◆ **Your goal**
The records below are to be repeated in full, exactly as they are.

[[ Extracted records, beginning ]]

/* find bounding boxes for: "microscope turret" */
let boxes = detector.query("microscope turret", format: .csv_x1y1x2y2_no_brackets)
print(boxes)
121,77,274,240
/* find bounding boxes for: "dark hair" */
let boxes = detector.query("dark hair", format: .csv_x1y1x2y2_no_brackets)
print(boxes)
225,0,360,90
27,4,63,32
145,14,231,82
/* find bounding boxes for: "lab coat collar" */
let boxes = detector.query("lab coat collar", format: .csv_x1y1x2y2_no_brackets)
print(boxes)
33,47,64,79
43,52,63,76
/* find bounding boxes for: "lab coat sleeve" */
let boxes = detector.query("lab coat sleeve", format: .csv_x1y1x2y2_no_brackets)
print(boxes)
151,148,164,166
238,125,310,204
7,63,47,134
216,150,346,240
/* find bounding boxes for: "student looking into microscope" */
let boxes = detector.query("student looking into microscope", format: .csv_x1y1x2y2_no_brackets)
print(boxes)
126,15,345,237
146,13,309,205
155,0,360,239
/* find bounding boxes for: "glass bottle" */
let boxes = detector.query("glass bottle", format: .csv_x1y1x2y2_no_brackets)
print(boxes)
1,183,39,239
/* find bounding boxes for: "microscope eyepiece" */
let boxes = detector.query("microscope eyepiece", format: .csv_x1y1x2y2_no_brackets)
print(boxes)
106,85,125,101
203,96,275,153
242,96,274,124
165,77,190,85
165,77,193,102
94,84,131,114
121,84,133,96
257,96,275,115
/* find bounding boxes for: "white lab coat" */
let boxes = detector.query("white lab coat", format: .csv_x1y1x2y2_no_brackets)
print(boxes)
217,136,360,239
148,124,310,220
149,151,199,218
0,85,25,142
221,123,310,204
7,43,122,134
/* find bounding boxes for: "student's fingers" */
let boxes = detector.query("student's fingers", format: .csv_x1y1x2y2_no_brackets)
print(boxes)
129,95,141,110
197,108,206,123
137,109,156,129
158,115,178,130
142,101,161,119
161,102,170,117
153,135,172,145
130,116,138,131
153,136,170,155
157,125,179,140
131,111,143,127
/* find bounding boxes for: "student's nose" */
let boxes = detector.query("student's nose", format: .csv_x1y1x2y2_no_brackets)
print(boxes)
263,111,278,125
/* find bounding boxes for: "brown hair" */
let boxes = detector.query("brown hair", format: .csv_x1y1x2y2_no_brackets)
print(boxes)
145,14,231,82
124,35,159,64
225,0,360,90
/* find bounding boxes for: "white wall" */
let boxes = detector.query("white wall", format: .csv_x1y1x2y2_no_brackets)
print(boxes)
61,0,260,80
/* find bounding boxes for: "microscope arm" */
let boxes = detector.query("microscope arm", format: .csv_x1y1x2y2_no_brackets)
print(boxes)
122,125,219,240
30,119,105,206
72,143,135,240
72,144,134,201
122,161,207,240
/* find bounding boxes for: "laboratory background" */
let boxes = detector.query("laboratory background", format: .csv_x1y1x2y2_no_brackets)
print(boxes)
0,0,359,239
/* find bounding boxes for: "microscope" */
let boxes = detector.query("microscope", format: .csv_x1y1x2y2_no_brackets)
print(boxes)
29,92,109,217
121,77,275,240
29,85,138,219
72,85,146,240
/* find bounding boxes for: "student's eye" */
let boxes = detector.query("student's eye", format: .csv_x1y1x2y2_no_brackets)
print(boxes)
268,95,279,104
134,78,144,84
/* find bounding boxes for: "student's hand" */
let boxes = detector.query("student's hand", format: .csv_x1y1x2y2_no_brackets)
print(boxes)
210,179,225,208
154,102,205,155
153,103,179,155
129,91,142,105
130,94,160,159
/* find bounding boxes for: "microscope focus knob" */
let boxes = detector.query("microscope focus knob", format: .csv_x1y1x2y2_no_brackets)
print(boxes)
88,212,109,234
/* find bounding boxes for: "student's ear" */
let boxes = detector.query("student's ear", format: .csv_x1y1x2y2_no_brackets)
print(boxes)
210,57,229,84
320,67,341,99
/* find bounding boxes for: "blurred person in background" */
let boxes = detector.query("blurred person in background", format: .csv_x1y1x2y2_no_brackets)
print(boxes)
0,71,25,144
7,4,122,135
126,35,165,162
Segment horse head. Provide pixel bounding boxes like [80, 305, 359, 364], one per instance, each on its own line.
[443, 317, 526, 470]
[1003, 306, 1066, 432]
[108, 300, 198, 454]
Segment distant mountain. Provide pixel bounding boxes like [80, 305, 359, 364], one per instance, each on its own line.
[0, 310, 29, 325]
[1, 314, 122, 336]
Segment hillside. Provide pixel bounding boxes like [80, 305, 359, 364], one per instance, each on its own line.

[[ Extracted records, end ]]

◆ **Your response**
/* find bounding boxes for: "microscope turret" */
let boxes = detector.query("microscope turret", format: .csv_x1y1x2y2_no_brackets)
print(boxes)
121,77,274,240
/* find bounding boxes for: "dark hair" */
let boxes = detector.query("dark hair", format: .csv_x1y1x2y2_no_brackets)
print(boxes)
225,0,360,90
27,4,63,32
145,14,231,82
/* find bounding boxes for: "lab coat collar" */
let boxes = detector.query("lab coat collar", format: .csv_x1y1x2y2_no_brackets)
print(boxes)
33,47,64,79
43,52,63,76
/* find bounding boxes for: "lab coat sleeve" */
let boxes = detector.query("lab coat sleeve", format: .csv_x1y1x2y2_no_brackets)
print(boxes)
151,148,164,166
238,125,310,204
7,63,47,134
216,150,346,240
/* find bounding boxes for: "student looking into microscope" */
let boxes = detector.query("student looking into microscope", format: .csv_x1y1x2y2_no_brackets)
print(boxes)
126,15,345,237
146,13,309,205
155,0,360,239
/* find bounding boxes for: "glass bottle" */
let boxes = detector.query("glass bottle", format: .csv_x1y1x2y2_no_brackets)
print(boxes)
1,183,39,239
/* find bounding boxes for: "microscope eyepiece" */
let boxes = detector.query("microscope eyepiece", format: .csv_x1y1x2y2_no_brackets)
print(boxes)
106,85,125,101
203,96,275,153
242,96,274,124
165,77,190,85
165,77,193,102
94,84,131,114
121,84,133,96
257,96,275,115
/* find bounding boxes for: "white lab coat" */
let boxes = detector.query("white lab coat", format: .csv_x1y1x2y2_no_brackets)
print(boxes)
217,136,360,239
148,124,310,220
149,151,199,218
0,85,25,142
221,123,310,204
7,43,122,134
/* find bounding boxes for: "student's fingers" */
let boxes = detector.query("student's fingers", format: .csv_x1y1x2y2_no_brackets)
print(boxes)
129,95,141,110
197,108,206,123
137,109,156,129
158,115,178,130
142,101,161,119
161,102,170,117
153,135,172,145
130,116,138,131
153,136,170,155
157,125,179,140
131,111,143,127
/* find bounding boxes for: "student's nose" */
let boxes = detector.query("student's nose", format: .csv_x1y1x2y2_no_brackets)
print(boxes)
263,111,278,125
/* find bounding boxes for: "brown hair" */
let boxes = detector.query("brown hair", format: .csv_x1y1x2y2_no_brackets)
print(boxes)
145,14,231,82
124,35,159,64
225,0,360,90
/* find bounding boxes for: "white wall" */
let boxes = detector.query("white wall", format: .csv_x1y1x2y2_no_brackets)
print(boxes)
61,0,260,80
/* find bounding boxes for: "microscope arm" */
let boxes = detector.query("microscope arm", format: .csv_x1y1x2y2_no_brackets)
print(boxes)
122,125,219,240
30,119,105,206
72,143,135,240
72,144,134,201
122,161,207,240
/* find bounding boxes for: "laboratory background" */
let boxes = detector.query("laboratory background", format: .csv_x1y1x2y2_no_brackets)
print(boxes)
0,0,359,239
/* find bounding boxes for: "microscope" */
let boxes = detector.query("microscope", format: .csv_x1y1x2y2_no_brackets)
print(boxes)
29,92,109,217
121,77,275,240
29,85,138,219
72,85,146,240
/* find bounding boxes for: "student's eye" */
let boxes = detector.query("student's eye", format: .csv_x1y1x2y2_no_brackets)
print(boxes)
268,95,279,104
134,78,144,84
/* find bounding boxes for: "student's hand" */
let boxes = detector.query("student's hand", format: .csv_x1y1x2y2_no_brackets)
print(boxes)
210,179,225,208
154,102,205,155
153,103,179,155
129,91,142,105
130,94,160,159
/* find bounding boxes for: "microscope focus knob" */
let boxes = detector.query("microscope focus knob", format: .csv_x1y1x2y2_no_brackets)
print(boxes)
88,212,109,234
/* find bounding boxes for: "student's ear" */
let boxes = detector.query("student's ear", format: .csv_x1y1x2y2_no_brackets)
print(boxes)
210,57,229,84
320,67,341,99
/* find bounding boxes for: "blurred person in background" */
let boxes = detector.query("blurred person in background", format: .csv_x1y1x2y2_no_brackets)
print(boxes)
0,71,25,144
7,4,122,135
126,35,165,162
Segment horse head. Provide pixel bounding boxes like [80, 305, 359, 364], one per instance, each on its own line.
[443, 317, 526, 470]
[1003, 306, 1066, 432]
[108, 300, 198, 454]
Segment distant mountain. Provide pixel bounding boxes like [80, 305, 359, 364], one per instance, each on its own line.
[0, 310, 29, 325]
[1, 314, 122, 336]
Segment hillside. Provide pixel bounding boxes like [80, 305, 359, 364], one per instance, each on its own line.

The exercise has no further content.